* _What is required_:
What is needed is an exact transcription of every record.

[Point localization data]
────

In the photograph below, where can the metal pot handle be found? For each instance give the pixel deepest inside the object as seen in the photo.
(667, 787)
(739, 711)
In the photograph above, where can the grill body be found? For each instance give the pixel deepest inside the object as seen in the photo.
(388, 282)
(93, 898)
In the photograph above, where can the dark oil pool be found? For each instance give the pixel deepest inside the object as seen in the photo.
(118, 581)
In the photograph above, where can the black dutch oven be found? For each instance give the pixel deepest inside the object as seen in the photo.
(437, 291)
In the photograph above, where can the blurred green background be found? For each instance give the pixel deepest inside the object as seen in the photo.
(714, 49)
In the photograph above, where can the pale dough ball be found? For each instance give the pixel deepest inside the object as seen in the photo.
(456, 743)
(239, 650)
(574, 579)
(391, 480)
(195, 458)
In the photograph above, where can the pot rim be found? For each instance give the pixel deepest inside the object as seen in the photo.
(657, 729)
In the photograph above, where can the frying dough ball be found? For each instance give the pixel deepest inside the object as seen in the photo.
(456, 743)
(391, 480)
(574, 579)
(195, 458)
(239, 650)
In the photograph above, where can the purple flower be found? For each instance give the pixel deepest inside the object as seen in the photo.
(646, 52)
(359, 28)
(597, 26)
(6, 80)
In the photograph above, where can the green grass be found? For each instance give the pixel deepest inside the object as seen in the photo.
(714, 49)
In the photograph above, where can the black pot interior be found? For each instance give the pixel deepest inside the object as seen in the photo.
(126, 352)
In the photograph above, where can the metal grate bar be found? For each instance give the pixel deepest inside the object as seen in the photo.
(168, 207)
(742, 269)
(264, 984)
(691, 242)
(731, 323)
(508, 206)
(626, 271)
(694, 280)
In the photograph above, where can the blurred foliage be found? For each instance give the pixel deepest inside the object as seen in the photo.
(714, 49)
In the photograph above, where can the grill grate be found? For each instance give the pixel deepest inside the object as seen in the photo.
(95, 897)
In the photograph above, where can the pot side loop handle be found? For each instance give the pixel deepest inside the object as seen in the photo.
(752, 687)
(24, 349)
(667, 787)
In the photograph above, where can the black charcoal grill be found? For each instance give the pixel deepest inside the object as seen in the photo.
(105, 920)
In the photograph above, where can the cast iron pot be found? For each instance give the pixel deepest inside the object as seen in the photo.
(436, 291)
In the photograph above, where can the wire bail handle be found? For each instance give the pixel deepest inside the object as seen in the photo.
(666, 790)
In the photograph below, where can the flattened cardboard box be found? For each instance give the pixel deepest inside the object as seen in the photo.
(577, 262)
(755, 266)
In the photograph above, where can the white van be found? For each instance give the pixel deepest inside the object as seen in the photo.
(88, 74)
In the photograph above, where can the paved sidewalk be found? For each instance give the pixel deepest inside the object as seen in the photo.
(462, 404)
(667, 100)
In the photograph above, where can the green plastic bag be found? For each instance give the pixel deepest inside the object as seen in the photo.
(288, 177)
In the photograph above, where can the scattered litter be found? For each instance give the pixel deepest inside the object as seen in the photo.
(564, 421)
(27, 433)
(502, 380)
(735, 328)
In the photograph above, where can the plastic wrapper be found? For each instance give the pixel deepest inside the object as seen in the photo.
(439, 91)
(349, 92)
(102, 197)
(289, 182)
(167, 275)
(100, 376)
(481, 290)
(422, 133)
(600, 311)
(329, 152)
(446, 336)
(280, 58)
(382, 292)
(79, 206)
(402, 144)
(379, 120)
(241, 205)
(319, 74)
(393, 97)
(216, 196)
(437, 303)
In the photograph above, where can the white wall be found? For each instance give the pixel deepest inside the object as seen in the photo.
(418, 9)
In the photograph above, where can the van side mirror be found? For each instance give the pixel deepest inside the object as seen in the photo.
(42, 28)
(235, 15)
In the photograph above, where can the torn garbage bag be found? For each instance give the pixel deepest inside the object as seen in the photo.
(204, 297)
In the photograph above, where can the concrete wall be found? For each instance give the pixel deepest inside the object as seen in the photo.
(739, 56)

────

* _Problem solution_:
In the photograph below, where can the metal pot handle be found? For each instance give the pixel deepest inside the object as seen in the photo.
(667, 787)
(739, 711)
In the photograph above, where can the grill body be found? For each instance give the pixel deepest inside the object as seen in the photo.
(388, 282)
(93, 898)
In the photograph above, where can the dark oil pool be found? For each instance give the pixel deepest inside the object as seen in the photo.
(118, 581)
In the photograph above, where can the black dutch oven be found? For each instance give the pixel deepest inside the object as seen in the photo.
(437, 291)
In the photograph above, where can the blurred green background be found? For each instance give the pixel deepest inside the object as seen in the photo.
(714, 49)
In the photograph above, where can the pale dough ball be found? For each instance give the pixel deepest inside the object as seen in the photo.
(456, 743)
(239, 650)
(574, 579)
(391, 480)
(195, 458)
In the photograph above, where can the pot rim be found? For each instance give the pixel deepest inside the object as seen in the photo.
(657, 729)
In the photograph above, where can the frying dough ball be found? For each instance give the pixel deepest inside the object as seen in the photo.
(456, 743)
(391, 480)
(574, 579)
(195, 458)
(239, 650)
In the photograph above, where can the purple flower be found? For each instance give the pixel deepest inside the object as seen in the photo.
(646, 52)
(359, 28)
(597, 26)
(6, 80)
In the photograph above, where can the green grass be found? For each instance give the pixel deepest inside the object as seen in the photo.
(714, 49)
In the photograph above, where can the black pot interior be found? For each instance give the pixel deepest inside the object as seen in the photo.
(126, 352)
In the photograph above, where can the metal grate bar be found? For each instance give the pixel deepest inside the object as seen in the photo.
(168, 207)
(742, 269)
(264, 984)
(691, 242)
(731, 323)
(508, 206)
(626, 271)
(694, 280)
In the photograph above, where can the blurred foliage be found? For each instance give the pixel deepest inside the object as seen in the photo.
(714, 49)
In the photograph above, where can the grill grate be found? For each instance give the pixel deepest inside the object as seen in the photo.
(95, 897)
In the photograph above, where can the pot side loop handle be found? For each instance give the pixel deepest inside the object as seen in the photo.
(752, 687)
(24, 349)
(667, 787)
In the photograph above, where can the black charcoal grill be found? For each instance give the pixel deepest inside the object as seen in the photo.
(105, 920)
In the photograph above, where can the cast iron pot be found? For each instance give the pixel deepest inside the object as seen in the photo.
(436, 291)
In the photograph above, where can the wire bail handle be found? For each instance give the pixel deepest inside the object as seen in the photo.
(666, 790)
In the photograph below, where can the flattened cardboard box be found? For each instance give the pixel deepest inside the object as seen in the photo.
(577, 262)
(755, 266)
In the photograph above, where can the white van be found? For each instance give the pixel deepest inside the object as seen in the photo.
(88, 74)
In the photograph above, where can the paved sidewalk be found? For each instance give the pixel deepest inside the object as seen in the photo.
(462, 404)
(667, 100)
In the photograph above, where can the green plastic bag be found? For each instance give the pixel deepest inside the object as seen in the photo.
(288, 177)
In the photograph above, where can the scattered litter be found? For each instance give the pixel deepest inside the object as seen in the photo.
(564, 421)
(27, 433)
(502, 380)
(735, 328)
In the photograph above, where can the plastic wrapper be found? For each instance give the pixel deepest inside the object as seen in the photo.
(439, 91)
(349, 92)
(102, 197)
(289, 182)
(167, 275)
(100, 376)
(481, 290)
(422, 133)
(600, 311)
(329, 152)
(446, 336)
(280, 58)
(382, 292)
(79, 206)
(402, 144)
(379, 120)
(241, 205)
(319, 74)
(393, 97)
(216, 196)
(437, 303)
In the photograph above, where can the white wall be found? For each instance give the pixel deepest inside the object as seen in the photo.
(418, 9)
In the photograph above, where can the van side mirror be found? For each instance give the pixel deepest inside the object as seen in the photo.
(42, 28)
(235, 15)
In the photograph above, where can the torn garbage bag be found? For each instance give the pixel deepest inside the object as seen in the photo.
(204, 297)
In the photograph above, where can the concrete wall be found? For each instance give the pixel deepest inside the object as seen in the photo.
(739, 56)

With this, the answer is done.